**EXCERPTED TEXT:**
This is a non-negative quadratic in $t$. The trick is to pick $t$ to make the right-hand side as small as possible. Setting the derivative to zero gives the minimizer $t^* = \langle \mathbf{u}, \mathbf{v} \rangle / \|\mathbf{v}\|^2$. Plug it back in:

$$ 0 \leq \|\mathbf{u}\|^2 - \frac{\langle \mathbf{u}, \mathbf{v} \rangle^2}{\|\mathbf{v}\|^2}. $$

Multiply through by $\|\mathbf{v}\|^2$ and take square roots:

$$ |\langle \mathbf{u}, \mathbf{v} \rangle| \leq \|\mathbf{u}\|\,\|\mathbf{v}\|. \qquad\blacksquare $$

Equality forces $\|\mathbf{u} - t^*\mathbf{v}\|^2 = 0$, which by positive-definiteness means $\mathbf{u} = t^*\mathbf{v}$ — linear dependence.

What it really says

Rearrange the inequality:

$$ -1 \leq \frac{\langle \mathbf{u}, \mathbf{v} \rangle}{\|\mathbf{u}\|\,\|\mathbf{v}\|} \leq 1. $$

That ratio lives in $[-1, 1]$, exactly the range of cosine. So we are allowed to define

$$ \cos\theta = \frac{\langle \mathbf{u}, \mathbf{v} \rangle}{\|\mathbf{u}\|\,\|\mathbf{v}\|}, $$

and call $\theta \in [0, \pi]$ the angle between $\mathbf{u}$ and $\mathbf{v}$. Cauchy–Schwarz is what guarantees this definition is sensible in any inner product space, not just $\mathbb{R}^n$. Two polynomials, two random variables, two square-integrable functions — all have angles between them.

Triangle inequality, in one line

$\|\mathbf{u}+\mathbf{v}\|^2 = \|\mathbf{u}\|^2 + 2\langle \mathbf{u}, \mathbf{v} \rangle + \|\mathbf{v}\|^2 \leq \|\mathbf{u}\|^2 + 2\|\mathbf{u}\|\|\mathbf{v}\| + \|\mathbf{v}\|^2 = (\|\mathbf{u}\| + \|\mathbf{v}\|)^2$. Take square roots. Cauchy–Schwarz did all the work.

5. Orthogonality and Pythagoras

Orthogonal

Two vectors $\mathbf{u}, \mathbf{v}$ in an inner product space are orthogonal, written $\mathbf{u} \perp \mathbf{v}$, if $\langle \mathbf{u}, \mathbf{v} \rangle = 0$. By convention the zero vector is orthogonal to everything.

Orthogonality is no longer a fact about right angles in pictures — it's an equation. And it gives us the Pythagorean theorem essentially for free.

If $\mathbf{u} \perp \mathbf{v}$, then

$$ \|\mathbf{u} + \mathbf{v}\|^2 = \langle \mathbf{u} + \mathbf{v},\, \mathbf{u} + \mathbf{v} \rangle = \|\mathbf{u}\|^2 + 2\langle \mathbf{u}, \mathbf{v} \rangle + \|\mathbf{v}\|^2 = \|\mathbf{u}\|^2 + \|\mathbf{v}\|^2. $$

That's the Pythagorean theorem in the inner-product-space form. Three lines of algebra, applies to function spaces, complex spaces, and weighted spaces alike. (Over $\mathbb{C}$ you need both $\langle \mathbf{u}, \mathbf{v} \rangle = 0$ and $\langle \mathbf{v}, \mathbf{u} \rangle = 0$, but the first implies the second by conjugate symmetry.)

**SUPPLIED MATERIAL:**
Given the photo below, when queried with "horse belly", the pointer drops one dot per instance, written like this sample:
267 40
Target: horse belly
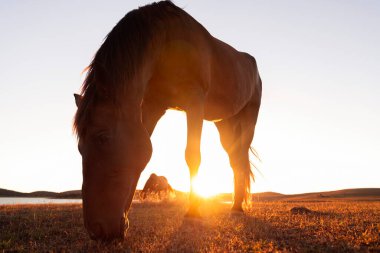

**TASKS TO PERFORM:**
[a] Answer from the text on inner products:
(i) What value of $t$ minimizes the quadratic?
(ii) What interval must the angle $\theta$ lie in?
(iii) By convention, what is the zero vector orthogonal to?
[b] List every kind of object that the text on inner products says has angles between two of its members.
[c] Continue the text on inner products after its final sentence.
The material comes from a different source than the text on inner products.

**THE ANSWERS:**
[a]
(i) $t^* = \langle \mathbf{u}, \mathbf{v} \rangle / \|\mathbf{v}\|^2$
(ii) $[0, \pi]$
(iii) Everything

[b] Polynomials, random variables, square-integrable functions

[c]
Orthogonal sets are automatically independent

If $\mathbf{v}_1, \ldots, \mathbf{v}_k$ are nonzero and pairwise orthogonal, they are linearly independent. Proof: suppose $c_1 \mathbf{v}_1 + \cdots + c_k \mathbf{v}_k = \mathbf{0}$. Take the inner product of both sides with $\mathbf{v}_i$. All cross terms vanish, leaving $c_i \|\mathbf{v}_i\|^2 = 0$, so $c_i = 0$ for each $i$.

That's a lot of work avoided. In a generic basis, checking independence means solving a system; in an orthogonal basis, it's already true and you can read coefficients off by inner products.

6. Orthogonal projection onto a subspace

Here's the question that motivates the next two sections: given a vector $\mathbf{v}$ and a subspace $W$, what is the vector in $W$ that's closest to $\mathbf{v}$? Closest in the sense of the induced distance $\|\mathbf{v} - \mathbf{w}\|$.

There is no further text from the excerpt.